:: DATA PROVIDED
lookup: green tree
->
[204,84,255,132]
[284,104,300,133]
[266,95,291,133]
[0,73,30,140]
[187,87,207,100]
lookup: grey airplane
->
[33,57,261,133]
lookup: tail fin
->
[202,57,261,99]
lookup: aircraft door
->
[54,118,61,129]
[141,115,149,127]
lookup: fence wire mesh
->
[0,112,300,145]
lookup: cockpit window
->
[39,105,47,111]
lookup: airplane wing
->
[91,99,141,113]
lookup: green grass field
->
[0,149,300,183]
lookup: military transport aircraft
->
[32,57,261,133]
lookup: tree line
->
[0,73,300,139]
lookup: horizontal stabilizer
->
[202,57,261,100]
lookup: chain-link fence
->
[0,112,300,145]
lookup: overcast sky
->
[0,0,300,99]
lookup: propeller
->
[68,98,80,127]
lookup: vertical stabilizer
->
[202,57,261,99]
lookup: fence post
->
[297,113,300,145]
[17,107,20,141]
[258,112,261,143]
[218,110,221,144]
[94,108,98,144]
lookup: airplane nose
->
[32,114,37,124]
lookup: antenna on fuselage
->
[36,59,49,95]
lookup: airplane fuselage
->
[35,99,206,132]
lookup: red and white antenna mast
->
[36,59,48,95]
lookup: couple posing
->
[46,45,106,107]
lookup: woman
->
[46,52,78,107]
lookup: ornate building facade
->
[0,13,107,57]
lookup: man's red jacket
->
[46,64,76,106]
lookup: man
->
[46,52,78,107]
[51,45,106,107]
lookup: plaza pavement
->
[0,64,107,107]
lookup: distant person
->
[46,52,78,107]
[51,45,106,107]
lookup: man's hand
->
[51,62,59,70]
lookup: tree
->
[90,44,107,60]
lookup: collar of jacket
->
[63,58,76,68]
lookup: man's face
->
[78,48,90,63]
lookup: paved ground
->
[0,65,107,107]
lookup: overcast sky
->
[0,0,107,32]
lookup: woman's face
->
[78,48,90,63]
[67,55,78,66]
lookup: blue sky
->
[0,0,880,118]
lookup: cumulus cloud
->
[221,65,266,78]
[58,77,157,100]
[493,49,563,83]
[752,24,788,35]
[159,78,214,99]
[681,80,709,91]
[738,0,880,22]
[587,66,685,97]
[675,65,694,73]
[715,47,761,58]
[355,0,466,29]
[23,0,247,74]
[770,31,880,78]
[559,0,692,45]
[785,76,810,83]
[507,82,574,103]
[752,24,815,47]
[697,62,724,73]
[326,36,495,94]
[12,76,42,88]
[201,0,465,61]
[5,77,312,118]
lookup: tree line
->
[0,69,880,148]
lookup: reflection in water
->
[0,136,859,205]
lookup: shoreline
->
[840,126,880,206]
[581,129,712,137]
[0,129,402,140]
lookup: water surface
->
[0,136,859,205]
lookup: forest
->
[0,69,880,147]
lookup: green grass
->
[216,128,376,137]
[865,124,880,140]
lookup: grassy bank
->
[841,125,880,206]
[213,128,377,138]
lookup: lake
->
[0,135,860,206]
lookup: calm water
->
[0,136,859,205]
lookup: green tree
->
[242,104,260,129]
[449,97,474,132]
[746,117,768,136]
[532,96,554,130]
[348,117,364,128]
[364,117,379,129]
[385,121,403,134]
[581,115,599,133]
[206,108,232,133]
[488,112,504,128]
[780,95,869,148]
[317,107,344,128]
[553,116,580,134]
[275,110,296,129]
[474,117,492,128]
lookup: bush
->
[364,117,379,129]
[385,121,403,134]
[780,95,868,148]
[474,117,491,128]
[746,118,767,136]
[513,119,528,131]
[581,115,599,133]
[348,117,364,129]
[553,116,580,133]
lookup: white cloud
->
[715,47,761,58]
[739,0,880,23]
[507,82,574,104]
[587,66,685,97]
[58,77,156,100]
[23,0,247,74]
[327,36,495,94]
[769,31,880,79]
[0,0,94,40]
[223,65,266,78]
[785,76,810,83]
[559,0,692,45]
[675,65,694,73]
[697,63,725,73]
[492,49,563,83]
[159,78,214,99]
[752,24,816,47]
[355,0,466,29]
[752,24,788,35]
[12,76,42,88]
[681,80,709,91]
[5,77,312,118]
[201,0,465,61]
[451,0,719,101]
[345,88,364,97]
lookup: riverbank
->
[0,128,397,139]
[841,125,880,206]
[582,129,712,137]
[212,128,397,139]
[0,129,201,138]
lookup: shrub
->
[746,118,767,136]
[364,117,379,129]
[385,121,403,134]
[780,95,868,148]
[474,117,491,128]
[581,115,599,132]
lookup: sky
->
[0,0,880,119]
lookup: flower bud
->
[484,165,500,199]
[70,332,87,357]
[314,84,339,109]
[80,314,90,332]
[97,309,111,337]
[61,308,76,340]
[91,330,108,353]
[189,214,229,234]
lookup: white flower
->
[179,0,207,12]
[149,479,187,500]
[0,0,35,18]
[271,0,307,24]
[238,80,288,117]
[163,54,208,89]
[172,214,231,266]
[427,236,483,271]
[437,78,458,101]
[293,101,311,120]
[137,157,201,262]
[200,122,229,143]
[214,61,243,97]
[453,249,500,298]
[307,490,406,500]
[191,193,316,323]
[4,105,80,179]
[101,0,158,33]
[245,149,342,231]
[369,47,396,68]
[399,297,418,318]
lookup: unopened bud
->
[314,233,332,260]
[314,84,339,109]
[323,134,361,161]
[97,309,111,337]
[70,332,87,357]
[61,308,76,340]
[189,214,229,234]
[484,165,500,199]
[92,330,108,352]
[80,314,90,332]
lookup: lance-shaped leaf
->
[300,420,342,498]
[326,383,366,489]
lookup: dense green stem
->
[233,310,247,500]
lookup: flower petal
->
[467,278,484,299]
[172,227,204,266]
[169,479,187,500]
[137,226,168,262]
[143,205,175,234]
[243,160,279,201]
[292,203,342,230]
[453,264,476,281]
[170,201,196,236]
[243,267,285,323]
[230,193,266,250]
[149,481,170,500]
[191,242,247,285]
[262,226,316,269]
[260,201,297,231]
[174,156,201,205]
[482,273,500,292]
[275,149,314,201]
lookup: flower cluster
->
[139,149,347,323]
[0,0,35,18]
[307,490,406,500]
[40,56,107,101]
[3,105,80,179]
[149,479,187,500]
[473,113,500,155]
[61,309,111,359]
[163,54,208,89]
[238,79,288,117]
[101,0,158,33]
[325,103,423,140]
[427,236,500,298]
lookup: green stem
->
::::
■ WRITTEN REQUEST: Put every line of the rows above into a JSON list of strings, one string per line, and leave out blank lines.

■ ANSWER:
[
  "lookup: green tree",
  "->",
  "[204,84,255,132]",
  "[284,104,300,133]",
  "[266,95,291,133]",
  "[0,73,30,140]",
  "[187,87,207,100]",
  "lookup: grey airplane",
  "->",
  "[33,57,261,133]",
  "lookup: tail fin",
  "->",
  "[202,57,261,99]",
  "lookup: aircraft door",
  "->",
  "[54,118,61,129]",
  "[141,115,149,127]",
  "lookup: fence wire mesh",
  "->",
  "[0,112,300,145]",
  "lookup: cockpit window",
  "->",
  "[39,105,47,111]",
  "lookup: airplane wing",
  "->",
  "[91,99,141,113]",
  "lookup: green grass field",
  "->",
  "[0,149,300,183]",
  "lookup: military transport aircraft",
  "->",
  "[32,57,261,133]",
  "lookup: tree line",
  "->",
  "[0,73,300,139]",
  "lookup: horizontal stabilizer",
  "->",
  "[202,57,261,100]",
  "lookup: chain-link fence",
  "->",
  "[0,112,300,145]",
  "lookup: overcast sky",
  "->",
  "[0,0,300,99]",
  "lookup: propeller",
  "->",
  "[68,98,80,127]",
  "lookup: vertical stabilizer",
  "->",
  "[202,57,261,99]",
  "lookup: fence post",
  "->",
  "[297,113,300,145]",
  "[17,107,20,141]",
  "[258,112,261,143]",
  "[218,110,221,144]",
  "[94,108,98,144]",
  "lookup: airplane nose",
  "->",
  "[32,114,37,124]",
  "lookup: antenna on fuselage",
  "->",
  "[36,59,49,95]",
  "lookup: airplane fuselage",
  "->",
  "[35,99,206,132]",
  "lookup: red and white antenna mast",
  "->",
  "[36,59,48,95]",
  "lookup: couple posing",
  "->",
  "[46,45,106,107]",
  "lookup: woman",
  "->",
  "[46,52,78,107]",
  "lookup: ornate building facade",
  "->",
  "[0,13,107,57]",
  "lookup: man's red jacket",
  "->",
  "[46,64,76,106]",
  "lookup: man",
  "->",
  "[46,52,78,107]",
  "[51,45,106,107]",
  "lookup: plaza pavement",
  "->",
  "[0,64,107,107]",
  "lookup: distant person",
  "->",
  "[46,52,78,107]",
  "[51,45,106,107]",
  "lookup: man's hand",
  "->",
  "[51,62,59,70]",
  "lookup: tree",
  "->",
  "[90,44,107,60]",
  "lookup: collar of jacket",
  "->",
  "[63,58,76,68]",
  "lookup: man's face",
  "->",
  "[78,48,90,63]",
  "lookup: paved ground",
  "->",
  "[0,65,107,107]",
  "lookup: overcast sky",
  "->",
  "[0,0,107,32]",
  "lookup: woman's face",
  "->",
  "[78,48,90,63]",
  "[67,55,78,66]",
  "lookup: blue sky",
  "->",
  "[0,0,880,118]",
  "lookup: cumulus cloud",
  "->",
  "[221,65,266,78]",
  "[58,77,157,100]",
  "[493,49,563,83]",
  "[752,24,788,35]",
  "[159,78,214,99]",
  "[681,80,709,91]",
  "[738,0,880,22]",
  "[587,66,685,97]",
  "[675,65,694,73]",
  "[715,47,761,58]",
  "[355,0,466,29]",
  "[23,0,247,74]",
  "[770,31,880,78]",
  "[559,0,692,45]",
  "[785,76,810,83]",
  "[507,82,574,103]",
  "[752,24,815,47]",
  "[697,62,724,73]",
  "[326,36,495,94]",
  "[12,76,42,88]",
  "[201,0,465,61]",
  "[5,77,312,118]",
  "lookup: tree line",
  "->",
  "[0,69,880,148]",
  "lookup: reflection in water",
  "->",
  "[0,136,859,205]",
  "lookup: shoreline",
  "->",
  "[840,126,880,206]",
  "[581,129,712,137]",
  "[0,129,402,140]",
  "lookup: water surface",
  "->",
  "[0,136,859,205]",
  "lookup: forest",
  "->",
  "[0,69,880,147]",
  "lookup: green grass",
  "->",
  "[216,128,376,137]",
  "[865,124,880,140]",
  "lookup: grassy bank",
  "->",
  "[841,125,880,206]",
  "[213,128,377,138]",
  "lookup: lake",
  "->",
  "[0,135,860,206]",
  "lookup: calm water",
  "->",
  "[0,136,859,205]",
  "lookup: green tree",
  "->",
  "[242,104,260,129]",
  "[449,97,474,132]",
  "[746,117,768,136]",
  "[532,96,554,130]",
  "[348,117,364,128]",
  "[364,117,379,129]",
  "[385,121,403,134]",
  "[581,115,599,133]",
  "[206,108,232,133]",
  "[488,112,504,128]",
  "[780,95,869,148]",
  "[317,107,344,128]",
  "[553,116,580,134]",
  "[275,110,296,129]",
  "[474,117,492,128]",
  "lookup: bush",
  "->",
  "[364,117,379,129]",
  "[385,121,403,134]",
  "[780,95,868,148]",
  "[474,117,491,128]",
  "[746,118,767,136]",
  "[513,119,528,131]",
  "[581,115,599,133]",
  "[348,117,364,129]",
  "[553,116,580,133]",
  "lookup: white cloud",
  "->",
  "[715,47,761,58]",
  "[739,0,880,23]",
  "[507,82,574,104]",
  "[587,66,685,97]",
  "[58,77,156,100]",
  "[23,0,247,74]",
  "[327,36,495,94]",
  "[769,31,880,79]",
  "[0,0,94,40]",
  "[223,65,266,78]",
  "[785,76,810,83]",
  "[559,0,692,45]",
  "[675,65,694,73]",
  "[697,63,725,73]",
  "[492,49,563,83]",
  "[159,78,214,99]",
  "[752,24,816,47]",
  "[355,0,466,29]",
  "[752,24,788,35]",
  "[12,76,42,88]",
  "[681,80,709,91]",
  "[5,77,312,118]",
  "[201,0,465,61]",
  "[451,0,719,101]",
  "[345,88,364,97]",
  "lookup: riverbank",
  "->",
  "[0,128,397,139]",
  "[841,125,880,206]",
  "[582,129,712,137]",
  "[212,128,397,139]",
  "[0,129,201,138]",
  "lookup: shrub",
  "->",
  "[746,118,767,136]",
  "[364,117,379,129]",
  "[385,121,403,134]",
  "[780,95,868,148]",
  "[474,117,491,128]",
  "[581,115,599,132]",
  "lookup: sky",
  "->",
  "[0,0,880,119]",
  "lookup: flower bud",
  "->",
  "[484,165,500,199]",
  "[70,332,87,357]",
  "[314,84,339,109]",
  "[80,314,90,332]",
  "[97,309,111,337]",
  "[61,308,76,340]",
  "[91,330,108,353]",
  "[189,214,229,234]",
  "lookup: white flower",
  "->",
  "[179,0,207,12]",
  "[149,479,187,500]",
  "[0,0,35,18]",
  "[271,0,307,24]",
  "[238,80,288,117]",
  "[163,54,208,89]",
  "[172,214,231,266]",
  "[427,236,483,271]",
  "[437,78,458,101]",
  "[293,101,311,120]",
  "[137,157,201,262]",
  "[200,122,229,143]",
  "[214,61,243,97]",
  "[453,249,500,298]",
  "[307,490,406,500]",
  "[191,193,316,323]",
  "[4,105,80,179]",
  "[101,0,158,33]",
  "[245,149,342,231]",
  "[369,47,396,68]",
  "[399,297,418,318]",
  "lookup: unopened bud",
  "->",
  "[314,233,332,260]",
  "[314,84,339,109]",
  "[323,134,361,161]",
  "[97,309,111,337]",
  "[70,332,87,357]",
  "[61,308,76,340]",
  "[189,214,229,234]",
  "[484,165,500,199]",
  "[92,330,108,352]",
  "[80,314,90,332]",
  "lookup: lance-shaped leaf",
  "->",
  "[300,420,342,498]",
  "[326,383,366,489]",
  "lookup: dense green stem",
  "->",
  "[233,310,247,500]",
  "lookup: flower petal",
  "->",
  "[467,278,484,299]",
  "[172,227,204,266]",
  "[169,479,187,500]",
  "[137,226,168,262]",
  "[143,205,175,234]",
  "[243,160,279,201]",
  "[292,203,342,230]",
  "[453,264,476,281]",
  "[170,201,196,236]",
  "[243,267,285,323]",
  "[230,193,266,250]",
  "[149,481,170,500]",
  "[191,242,247,285]",
  "[262,226,316,269]",
  "[260,201,297,231]",
  "[174,156,201,205]",
  "[482,273,500,292]",
  "[275,149,314,201]",
  "lookup: flower cluster",
  "->",
  "[139,149,347,323]",
  "[0,0,35,18]",
  "[307,490,406,500]",
  "[40,56,107,101]",
  "[3,105,80,179]",
  "[149,479,187,500]",
  "[473,113,500,155]",
  "[61,309,111,359]",
  "[163,54,208,89]",
  "[238,79,288,117]",
  "[101,0,158,33]",
  "[325,103,423,140]",
  "[427,236,500,298]",
  "lookup: green stem",
  "->"
]